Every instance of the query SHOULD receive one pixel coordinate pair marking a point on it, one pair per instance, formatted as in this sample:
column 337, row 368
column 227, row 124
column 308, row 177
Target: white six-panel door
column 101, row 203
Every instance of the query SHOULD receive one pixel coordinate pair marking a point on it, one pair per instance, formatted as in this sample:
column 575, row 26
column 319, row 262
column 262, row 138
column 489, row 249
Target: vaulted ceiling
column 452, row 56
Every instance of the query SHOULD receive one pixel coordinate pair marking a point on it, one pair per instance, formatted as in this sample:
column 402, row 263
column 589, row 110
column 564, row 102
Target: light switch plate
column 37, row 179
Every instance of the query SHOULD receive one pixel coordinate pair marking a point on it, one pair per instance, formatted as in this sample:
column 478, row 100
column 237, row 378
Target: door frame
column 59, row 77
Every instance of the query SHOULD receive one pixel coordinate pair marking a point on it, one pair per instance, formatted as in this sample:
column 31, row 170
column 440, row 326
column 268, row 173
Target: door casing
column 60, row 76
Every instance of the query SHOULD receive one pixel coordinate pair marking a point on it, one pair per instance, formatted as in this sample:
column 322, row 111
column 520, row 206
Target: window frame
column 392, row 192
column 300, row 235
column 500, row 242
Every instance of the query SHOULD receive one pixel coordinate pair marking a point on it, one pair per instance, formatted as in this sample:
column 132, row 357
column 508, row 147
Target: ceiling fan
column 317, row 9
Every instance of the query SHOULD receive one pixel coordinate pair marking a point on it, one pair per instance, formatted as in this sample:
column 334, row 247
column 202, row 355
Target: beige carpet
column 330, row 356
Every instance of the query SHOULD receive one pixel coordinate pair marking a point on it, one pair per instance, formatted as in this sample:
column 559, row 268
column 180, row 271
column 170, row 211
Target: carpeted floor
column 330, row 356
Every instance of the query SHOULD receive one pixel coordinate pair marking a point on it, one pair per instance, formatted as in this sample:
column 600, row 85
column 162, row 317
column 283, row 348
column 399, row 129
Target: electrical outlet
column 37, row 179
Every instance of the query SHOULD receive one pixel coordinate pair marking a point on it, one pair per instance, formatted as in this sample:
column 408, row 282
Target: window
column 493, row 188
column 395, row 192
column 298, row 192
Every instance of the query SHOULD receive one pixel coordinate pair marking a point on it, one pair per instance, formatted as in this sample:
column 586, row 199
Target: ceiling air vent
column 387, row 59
= = = = =
§ Exercise description:
Can you render every line of the material above as a numbered list, omitting any blank lines?

§ Exercise answer:
1. Every instance of the query SHOULD receive one pixel coordinate pair marking a point on it, one pair per instance, formatted as in this sample:
2. column 337, row 368
3. column 227, row 124
4. column 308, row 177
5. Target: white six-panel door
6. column 101, row 203
7. Every instance of the query SHOULD receive one pixel coordinate pair marking a point on it, one pair per instance, formatted as in this sample:
8. column 575, row 26
9. column 319, row 262
10. column 262, row 138
11. column 489, row 249
12. Target: vaulted ceiling
13. column 452, row 56
14. Every instance of the query SHOULD receive one pixel coordinate pair marking a point on it, one pair per instance, formatted as in this sample:
15. column 402, row 263
16. column 589, row 110
17. column 564, row 102
18. Target: light switch plate
19. column 37, row 179
20. Every instance of the query SHOULD receive one pixel coordinate pair marking a point on it, one pair per instance, formatted as in this sample:
21. column 478, row 100
22. column 237, row 378
23. Target: door frame
24. column 59, row 77
25. Every instance of the query SHOULD receive one pixel coordinate pair marking a point on it, one pair per instance, formatted as in this sample:
26. column 31, row 170
27. column 440, row 326
28. column 268, row 173
29. Target: door casing
30. column 60, row 76
31. Every instance of the query SHOULD receive one pixel coordinate pair marking a point on it, one pair per instance, formatted as in this sample:
32. column 322, row 111
33. column 520, row 206
34. Target: window frame
35. column 392, row 192
36. column 300, row 235
37. column 500, row 242
38. Every instance of the query SHOULD receive one pixel coordinate pair marking a point on it, one pair per instance, formatted as in this sample:
39. column 132, row 357
40. column 508, row 147
41. Target: ceiling fan
42. column 317, row 9
43. Every instance of the query SHOULD receive one pixel coordinate pair marking a point on it, one pair per instance, formatted as in this sample:
44. column 334, row 247
45. column 202, row 355
46. Target: beige carpet
47. column 330, row 356
48. Every instance of the query SHOULD receive one pixel coordinate pair marking a point on it, one pair per instance, formatted as in this sample:
49. column 559, row 268
50. column 180, row 271
51. column 170, row 211
52. Target: carpeted floor
53. column 330, row 356
54. Every instance of the query SHOULD receive one pixel coordinate pair marking a point on it, one pair per instance, formatted as in this sample:
55. column 600, row 85
56. column 162, row 317
57. column 283, row 348
58. column 399, row 129
59. Target: electrical outlet
60. column 37, row 179
61. Every instance of the query SHOULD receive one pixel coordinate pair marking a point on it, one pair per instance, formatted as in this sample:
62. column 408, row 282
63. Target: window
64. column 493, row 188
65. column 395, row 192
66. column 298, row 192
67. Every instance of the query SHOULD receive one pixel coordinate pair marking a point on it, one pair per instance, formatted as in this sample:
68. column 586, row 199
69. Target: ceiling air vent
70. column 387, row 59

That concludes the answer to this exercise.